__WHAT YOU HAVE TO DO__
Filter the entries, keeping every line with the word "tower".

__EXTRACTED INFORMATION__
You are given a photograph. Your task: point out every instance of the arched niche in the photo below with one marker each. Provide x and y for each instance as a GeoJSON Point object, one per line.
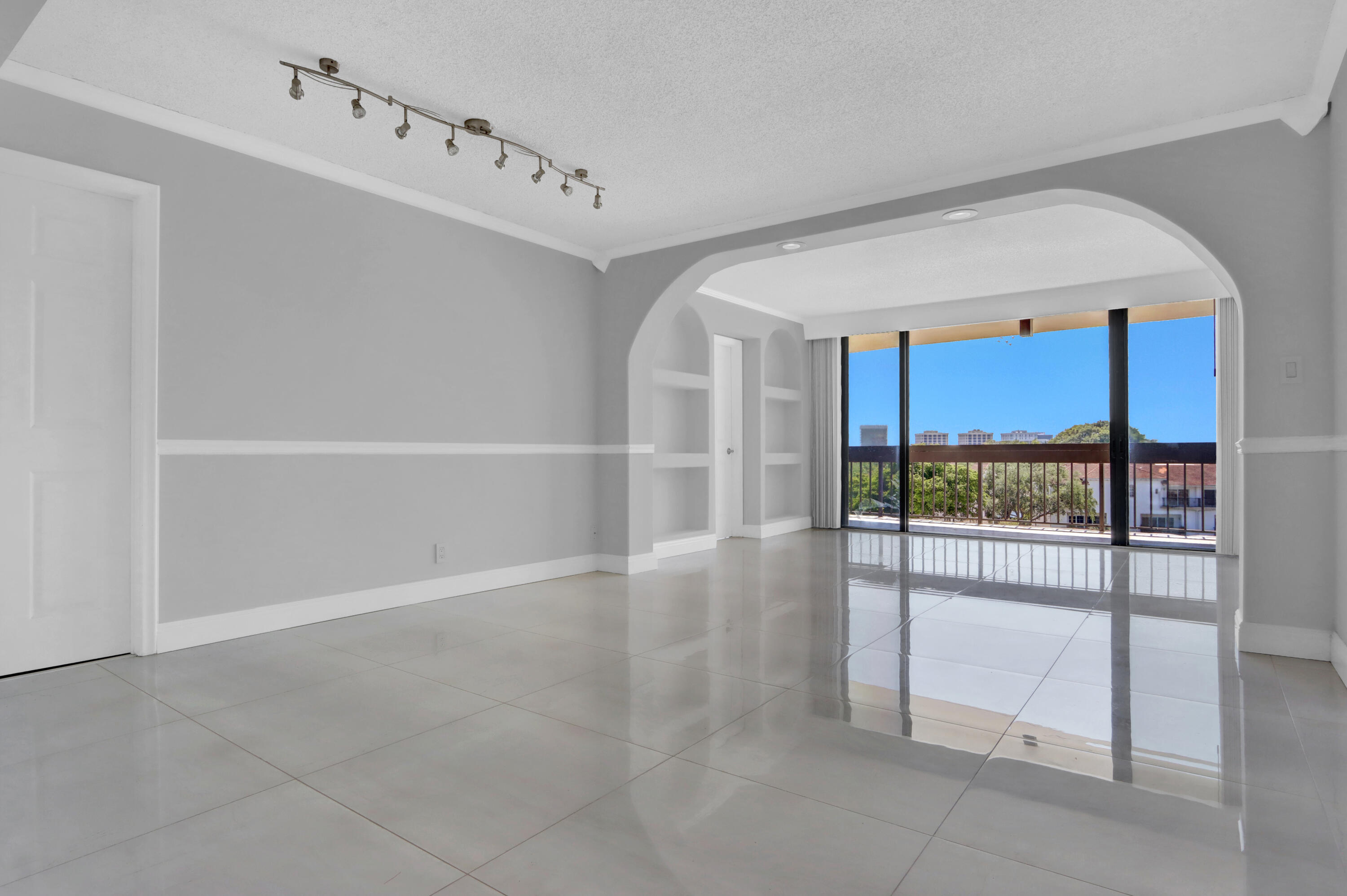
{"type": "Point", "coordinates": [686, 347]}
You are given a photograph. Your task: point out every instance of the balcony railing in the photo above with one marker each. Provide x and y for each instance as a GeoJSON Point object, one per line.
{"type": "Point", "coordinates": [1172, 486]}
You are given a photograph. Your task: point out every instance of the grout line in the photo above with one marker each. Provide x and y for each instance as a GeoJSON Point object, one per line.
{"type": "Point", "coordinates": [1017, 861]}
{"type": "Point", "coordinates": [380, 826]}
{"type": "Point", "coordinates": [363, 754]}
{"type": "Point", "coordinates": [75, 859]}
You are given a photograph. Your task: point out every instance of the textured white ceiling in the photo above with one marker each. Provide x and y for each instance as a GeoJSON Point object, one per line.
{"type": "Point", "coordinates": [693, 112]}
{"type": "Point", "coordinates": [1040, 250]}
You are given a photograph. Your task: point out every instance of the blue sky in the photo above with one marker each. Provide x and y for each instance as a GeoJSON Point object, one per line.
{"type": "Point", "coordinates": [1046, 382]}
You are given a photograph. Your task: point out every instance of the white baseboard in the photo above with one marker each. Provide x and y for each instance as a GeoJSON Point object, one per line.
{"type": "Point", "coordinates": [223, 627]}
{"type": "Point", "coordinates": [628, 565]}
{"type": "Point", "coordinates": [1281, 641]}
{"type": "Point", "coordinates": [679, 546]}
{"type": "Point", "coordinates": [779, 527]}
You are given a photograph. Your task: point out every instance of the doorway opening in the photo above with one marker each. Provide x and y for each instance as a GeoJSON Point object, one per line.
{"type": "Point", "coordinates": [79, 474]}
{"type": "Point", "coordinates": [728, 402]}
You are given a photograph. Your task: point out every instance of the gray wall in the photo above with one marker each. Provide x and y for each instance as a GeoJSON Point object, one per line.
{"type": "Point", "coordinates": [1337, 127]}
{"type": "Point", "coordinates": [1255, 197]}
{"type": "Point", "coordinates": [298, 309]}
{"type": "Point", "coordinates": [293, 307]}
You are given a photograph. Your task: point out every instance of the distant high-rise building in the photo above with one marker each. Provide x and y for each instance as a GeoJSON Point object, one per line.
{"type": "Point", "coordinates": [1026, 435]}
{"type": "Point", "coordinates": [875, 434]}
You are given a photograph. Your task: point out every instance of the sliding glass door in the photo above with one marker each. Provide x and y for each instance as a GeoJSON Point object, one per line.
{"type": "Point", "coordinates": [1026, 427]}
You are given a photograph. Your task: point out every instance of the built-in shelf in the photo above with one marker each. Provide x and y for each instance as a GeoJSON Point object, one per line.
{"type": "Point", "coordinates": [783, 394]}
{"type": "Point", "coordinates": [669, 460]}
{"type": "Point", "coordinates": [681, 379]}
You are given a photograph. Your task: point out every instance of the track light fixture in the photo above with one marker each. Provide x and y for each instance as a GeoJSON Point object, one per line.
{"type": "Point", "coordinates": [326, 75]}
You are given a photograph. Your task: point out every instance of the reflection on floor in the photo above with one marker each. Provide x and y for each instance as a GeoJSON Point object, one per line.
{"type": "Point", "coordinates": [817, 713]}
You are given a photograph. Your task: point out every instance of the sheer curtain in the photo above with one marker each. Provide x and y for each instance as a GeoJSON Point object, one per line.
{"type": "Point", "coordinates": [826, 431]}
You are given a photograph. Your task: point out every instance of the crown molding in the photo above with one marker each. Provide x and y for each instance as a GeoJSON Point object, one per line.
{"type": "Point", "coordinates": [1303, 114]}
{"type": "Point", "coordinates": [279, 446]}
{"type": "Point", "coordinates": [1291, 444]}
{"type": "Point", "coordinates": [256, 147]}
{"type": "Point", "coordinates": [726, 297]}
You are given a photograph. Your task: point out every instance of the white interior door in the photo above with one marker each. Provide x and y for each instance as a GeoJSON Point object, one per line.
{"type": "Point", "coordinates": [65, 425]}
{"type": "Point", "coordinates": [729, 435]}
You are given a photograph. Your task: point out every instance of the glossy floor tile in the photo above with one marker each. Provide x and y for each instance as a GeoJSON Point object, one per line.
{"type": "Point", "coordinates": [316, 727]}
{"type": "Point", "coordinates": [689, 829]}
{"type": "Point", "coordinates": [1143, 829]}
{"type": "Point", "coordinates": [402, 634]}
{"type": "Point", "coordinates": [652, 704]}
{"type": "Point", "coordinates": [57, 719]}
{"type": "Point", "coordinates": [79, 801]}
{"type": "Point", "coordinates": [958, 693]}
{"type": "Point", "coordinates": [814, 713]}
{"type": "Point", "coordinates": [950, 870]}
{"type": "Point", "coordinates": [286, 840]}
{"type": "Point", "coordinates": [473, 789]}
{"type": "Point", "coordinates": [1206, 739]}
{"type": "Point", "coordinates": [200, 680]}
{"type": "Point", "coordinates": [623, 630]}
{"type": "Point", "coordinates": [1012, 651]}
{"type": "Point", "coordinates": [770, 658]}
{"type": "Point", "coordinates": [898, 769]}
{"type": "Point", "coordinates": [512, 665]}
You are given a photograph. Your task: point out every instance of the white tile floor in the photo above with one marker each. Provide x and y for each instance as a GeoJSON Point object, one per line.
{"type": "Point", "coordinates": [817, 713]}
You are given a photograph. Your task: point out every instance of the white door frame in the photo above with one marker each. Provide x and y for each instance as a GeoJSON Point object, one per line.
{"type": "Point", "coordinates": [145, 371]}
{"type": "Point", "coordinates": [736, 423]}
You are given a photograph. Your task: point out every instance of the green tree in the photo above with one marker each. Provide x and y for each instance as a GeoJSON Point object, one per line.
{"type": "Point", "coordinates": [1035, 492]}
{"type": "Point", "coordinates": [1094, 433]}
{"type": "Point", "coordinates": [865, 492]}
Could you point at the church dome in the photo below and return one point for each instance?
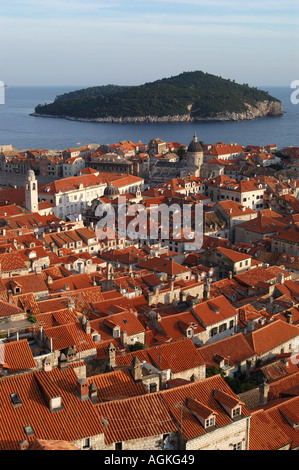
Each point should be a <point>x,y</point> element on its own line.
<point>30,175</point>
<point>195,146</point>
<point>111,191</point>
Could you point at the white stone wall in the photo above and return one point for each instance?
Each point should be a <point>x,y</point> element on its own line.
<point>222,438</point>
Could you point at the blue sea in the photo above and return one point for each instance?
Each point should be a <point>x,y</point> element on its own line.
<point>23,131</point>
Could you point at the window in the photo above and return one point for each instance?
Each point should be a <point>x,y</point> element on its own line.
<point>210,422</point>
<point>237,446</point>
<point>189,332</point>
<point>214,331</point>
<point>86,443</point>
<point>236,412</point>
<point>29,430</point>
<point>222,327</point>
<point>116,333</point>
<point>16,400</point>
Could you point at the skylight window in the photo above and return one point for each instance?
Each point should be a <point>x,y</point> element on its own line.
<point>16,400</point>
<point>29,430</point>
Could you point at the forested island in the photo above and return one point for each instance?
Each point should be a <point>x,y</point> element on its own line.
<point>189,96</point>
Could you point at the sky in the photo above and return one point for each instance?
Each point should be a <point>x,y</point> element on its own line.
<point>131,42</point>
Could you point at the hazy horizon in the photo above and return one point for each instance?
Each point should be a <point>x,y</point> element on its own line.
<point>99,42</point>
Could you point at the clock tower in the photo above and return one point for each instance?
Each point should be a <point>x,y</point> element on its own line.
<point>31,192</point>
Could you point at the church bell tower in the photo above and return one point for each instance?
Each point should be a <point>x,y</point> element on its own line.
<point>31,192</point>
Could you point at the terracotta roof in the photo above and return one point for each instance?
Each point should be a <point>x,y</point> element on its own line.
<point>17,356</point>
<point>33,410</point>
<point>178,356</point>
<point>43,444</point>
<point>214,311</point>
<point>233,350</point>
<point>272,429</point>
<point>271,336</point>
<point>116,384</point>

__TASK ANSWER__
Could you point at the clock tower in the photo above and return one point for each instance?
Could you point at the church bell tower in the photo above and return one point for each instance?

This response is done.